[WORK INSTRUCTIONS] Put every line of the data below into a JSON list of strings, one string per line, leaving out blank lines.

[DATA SUPPLIED]
▼
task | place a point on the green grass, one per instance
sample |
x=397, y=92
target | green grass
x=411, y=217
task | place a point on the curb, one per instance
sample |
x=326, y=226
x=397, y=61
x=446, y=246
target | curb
▲
[OUTPUT FOR THIS TASK]
[
  "task | place a point on the green grass, one per instance",
  "sample |",
  "x=397, y=92",
  "target | green grass",
  "x=411, y=217",
  "task | place a point on the curb, one per instance",
  "sample |",
  "x=326, y=226",
  "x=397, y=61",
  "x=446, y=246",
  "target | curb"
]